▶ Extrait du texte

☆ ☆ ☆ ☆

Les chants, même quand il semblent tomber en désuétude pour certaines personnes qui leur confèrent une qualité de souvenir lointain : « ma grand-mère chantait, je me contente de mettre des comptines sur youtube », restent archivés dans un coin de la mémoire et resurgissent à la naissance des enfants ou des petits-enfants. Ils portent par des bribes de vagues remembrances ce qu’il y a de plus direct entre les personnes et leurs aïeuls.
En ce qui concerne les soins apportés aux nouveaux-nés et plus particulièrement aux petits-enfants, les chants portés par les équipes médicales et par les familles, accomplissent un rôle thérapeutique quand par exemple, on apaise un enfant en train de subir un soin que l’on lui prodigue et qui peut le déstabiliser ou le désorienter. Ces pratiques musicales sont une technique à part entière pratiquée par les soignantes de manière presque imperceptible : les auxiliaires puéricultrices chantent en permanence dans le cadre de leur soin et leur chant est l’outil sur lequel se base la communication avec le petit patient et cela de manière systématique. On fait appel à la voix, plus précisément à la voix chantée, des parents également pour encadrer le soin sans quoi il deviendrait impossible car stressant.
Un deuxième volet du projet initial à la maternité, mais dans le service de pédiatrie, viendrait compléter le projet et nous permettrait d’approfondir sur la thématique.
Les ateliers réalisés, ainsi que les rencontres avec les familles dans les chambres, nous ont permis d’aborder avec le public un panel très riche des sujets, par le biais des chansons, des musiques et des pratiques orales intimes. Ces expressions, très chargées d’un point de vue émotionnel s’avèrent porteuses de sens et marqueurs d’identité, elles rendent chaque individu très particulier dans un univers familial propre et singulier.
Au travers des sujets tels que l’enfance, les souvenirs de leur quartier, les grand-parents, le village, entre autres, les personnes se sont laissés « plonger » dans le flot des souvenirs et nous avons pu distinguer quelques thématiques communes aux chants de famille : la transmission, la célébration, la fête, entre autres. Nous avons pu établir aussi une corrélation entre nos pratiques intimes en tant qu’individus modernes et la tendance digitale qui s’installe lors de nos échanges personnels et familiaux.
Une autre thématique un peu décalée que nous avons remarquée, vient de manière plus ou moins visible parler de guerre, de cruauté ou des situations infamantes : « Il court le furet », « Jean Petit qui danse », « La claire fontaine » ou encore « La souris verte » en sont des exemples.
Ces thématiques décrivant des faits historiques réels ou imaginés violents pourraient servir de catalyseurs pour parler des choses dures aux enfants. N’étant pas exemptés des mésaventures dans le cours d’une vie, il fallait trouver pour les enfants une manière aimable d’évoquer ces sujets (la guerre, la violence, la cruauté du monde) afin de les rendre plus audibles.
Bien que propice au surgissement des expressions orales et chantées intimes, le moment de l’accouchement avec son lot d’adaptation et d’attention intense et urgente réservée au nouveau-né, laisse peu de place aux échanges avec l’équipe artistique. Nous nous sommes orientées vers un travail dans la Pédiatrie, un autre des services du Pôle Mère-Enfant, où l’on a pu voir en pratique, lors d’une première exploration, le chant comme outil de communication faisant partie intégrante du soin.

☆ ☆ ☆ ☆

Données de pointage des expressions référentielles:

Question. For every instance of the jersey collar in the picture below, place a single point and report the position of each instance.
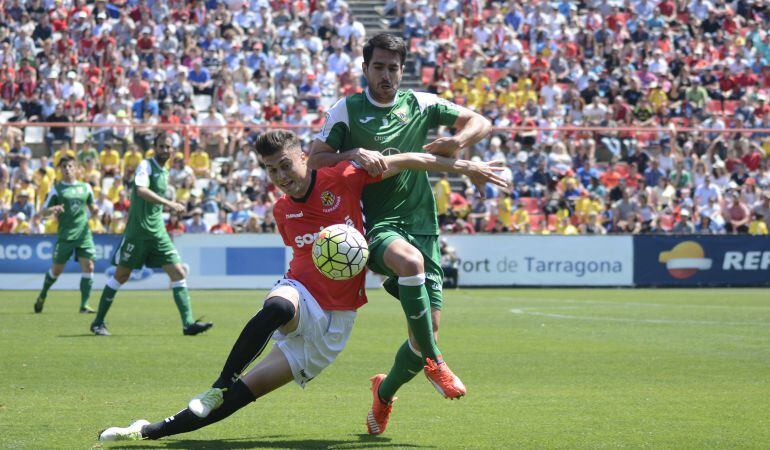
(378, 104)
(304, 198)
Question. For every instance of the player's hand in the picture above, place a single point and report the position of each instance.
(487, 172)
(176, 207)
(372, 161)
(443, 146)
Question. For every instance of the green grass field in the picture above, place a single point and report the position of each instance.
(544, 369)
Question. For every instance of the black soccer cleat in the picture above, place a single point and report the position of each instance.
(100, 330)
(196, 328)
(39, 305)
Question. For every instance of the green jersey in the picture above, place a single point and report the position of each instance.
(145, 219)
(73, 221)
(358, 121)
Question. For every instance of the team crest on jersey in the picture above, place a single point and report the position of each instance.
(401, 116)
(330, 202)
(327, 198)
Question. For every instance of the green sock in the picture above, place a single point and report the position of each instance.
(406, 365)
(182, 300)
(49, 281)
(415, 303)
(85, 290)
(108, 295)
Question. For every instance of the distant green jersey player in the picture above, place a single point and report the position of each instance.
(400, 212)
(70, 201)
(147, 243)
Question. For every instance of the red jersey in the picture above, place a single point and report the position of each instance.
(334, 197)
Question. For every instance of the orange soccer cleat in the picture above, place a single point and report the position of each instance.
(442, 378)
(378, 416)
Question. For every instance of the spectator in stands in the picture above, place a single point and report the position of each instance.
(221, 227)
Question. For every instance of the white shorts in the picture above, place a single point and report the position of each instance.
(320, 335)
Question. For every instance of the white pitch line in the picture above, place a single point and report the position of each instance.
(625, 319)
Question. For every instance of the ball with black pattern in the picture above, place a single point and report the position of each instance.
(340, 252)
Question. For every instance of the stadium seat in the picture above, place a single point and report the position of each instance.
(201, 102)
(531, 204)
(34, 135)
(730, 106)
(534, 221)
(666, 222)
(552, 220)
(715, 106)
(427, 75)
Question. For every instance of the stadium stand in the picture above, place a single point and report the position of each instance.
(158, 67)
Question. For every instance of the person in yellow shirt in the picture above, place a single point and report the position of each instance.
(6, 198)
(657, 97)
(504, 210)
(95, 224)
(757, 227)
(200, 163)
(51, 225)
(89, 173)
(109, 160)
(22, 226)
(113, 193)
(564, 226)
(25, 188)
(520, 220)
(442, 192)
(117, 224)
(57, 156)
(131, 159)
(43, 183)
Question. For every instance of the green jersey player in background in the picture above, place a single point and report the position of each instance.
(400, 212)
(147, 243)
(69, 200)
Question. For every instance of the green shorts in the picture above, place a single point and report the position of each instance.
(81, 248)
(135, 253)
(380, 238)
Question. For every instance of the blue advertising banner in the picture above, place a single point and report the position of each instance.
(701, 260)
(32, 254)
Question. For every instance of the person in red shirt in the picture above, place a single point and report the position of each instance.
(310, 315)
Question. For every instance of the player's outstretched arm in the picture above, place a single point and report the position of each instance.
(479, 172)
(148, 195)
(471, 128)
(323, 155)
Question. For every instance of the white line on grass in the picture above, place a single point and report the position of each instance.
(625, 319)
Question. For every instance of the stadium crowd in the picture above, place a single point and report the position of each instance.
(603, 63)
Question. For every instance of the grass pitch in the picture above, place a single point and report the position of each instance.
(544, 369)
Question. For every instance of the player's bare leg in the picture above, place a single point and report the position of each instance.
(279, 312)
(268, 375)
(176, 273)
(50, 278)
(120, 277)
(86, 283)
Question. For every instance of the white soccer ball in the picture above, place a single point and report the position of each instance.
(340, 252)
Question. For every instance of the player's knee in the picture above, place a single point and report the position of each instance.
(410, 263)
(279, 309)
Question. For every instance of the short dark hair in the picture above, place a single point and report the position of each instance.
(385, 41)
(65, 159)
(273, 141)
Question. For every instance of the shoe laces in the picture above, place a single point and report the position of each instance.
(211, 397)
(440, 371)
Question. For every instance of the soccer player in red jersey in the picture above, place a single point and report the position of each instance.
(309, 315)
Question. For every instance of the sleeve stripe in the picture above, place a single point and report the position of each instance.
(336, 114)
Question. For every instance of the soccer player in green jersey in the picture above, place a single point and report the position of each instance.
(401, 222)
(146, 241)
(69, 200)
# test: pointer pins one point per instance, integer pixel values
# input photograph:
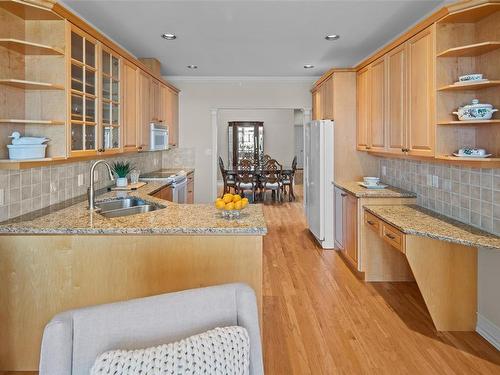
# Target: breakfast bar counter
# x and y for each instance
(65, 257)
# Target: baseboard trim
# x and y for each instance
(488, 330)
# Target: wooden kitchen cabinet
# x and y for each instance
(363, 108)
(130, 107)
(421, 94)
(376, 123)
(396, 111)
(396, 115)
(144, 83)
(326, 95)
(173, 138)
(316, 104)
(349, 227)
(154, 103)
(190, 189)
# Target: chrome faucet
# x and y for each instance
(91, 189)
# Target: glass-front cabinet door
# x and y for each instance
(245, 141)
(110, 101)
(83, 100)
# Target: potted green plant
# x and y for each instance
(121, 169)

☆ ☆ ☆ ☆

▶ Consigne
Réécrivez le passage du texte sur les chants de famille allant de « Une autre thématique » jusqu'à « sont des exemples. », en remplaçant « cruauté » par « violence ».

▶ Réponse attendue
Une autre thématique un peu décalée que nous avons remarquée, vient de manière plus ou moins visible parler de guerre, de violence ou des situations infamantes : « Il court le furet », « Jean Petit qui danse », « La claire fontaine » ou encore « La souris verte » en sont des exemples.